### Directions for this task
Print the data exactly as it is given, please.

>> Begin Extracted entries

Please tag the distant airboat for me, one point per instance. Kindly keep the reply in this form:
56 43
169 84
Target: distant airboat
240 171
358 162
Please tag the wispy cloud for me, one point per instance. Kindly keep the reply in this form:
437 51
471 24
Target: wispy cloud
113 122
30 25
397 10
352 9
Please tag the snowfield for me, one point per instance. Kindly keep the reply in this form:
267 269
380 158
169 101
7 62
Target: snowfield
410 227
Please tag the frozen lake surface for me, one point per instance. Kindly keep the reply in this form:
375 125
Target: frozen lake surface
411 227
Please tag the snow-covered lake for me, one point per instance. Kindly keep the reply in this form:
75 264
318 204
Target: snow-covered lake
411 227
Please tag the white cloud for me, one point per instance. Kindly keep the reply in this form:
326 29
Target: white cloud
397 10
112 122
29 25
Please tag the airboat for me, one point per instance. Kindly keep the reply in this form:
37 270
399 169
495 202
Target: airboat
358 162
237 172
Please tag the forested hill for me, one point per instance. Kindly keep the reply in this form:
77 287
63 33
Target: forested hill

>> End Extracted entries

### Solution for this problem
Please tag the distant airboat for me, one point per instance. Kindly keep the reply in this form:
56 43
169 84
Target: distant airboat
240 171
358 162
Please tag the wispy cloud for me, one point per instance. Kindly keep the reply in this form:
437 51
471 24
Target: wispy cloud
113 122
30 25
397 10
352 9
Please tag the snowfield for me, one point per instance. Kindly keep the reply in this form:
267 269
380 158
169 101
7 62
Target: snowfield
410 227
Please tag the frozen lake surface for me, one point per instance. Kindly keep the reply in this form:
375 125
Target: frozen lake surface
411 227
Please tag the snow-covered lake for me, one point per instance. Kindly keep the reply in this form:
75 264
318 204
Target: snow-covered lake
411 227
Please tag the white cloud for me, one point per instance. Kindly keep the reply in this form:
326 29
Target: white cloud
397 10
112 122
29 25
Please tag the airboat for me, one point per instance. Kindly keep the reply in this form:
37 270
399 169
495 202
Target: airboat
358 162
237 172
Please tag the forested hill for me, one point per instance. Kindly keep the reply in this form:
77 287
63 33
Target: forested hill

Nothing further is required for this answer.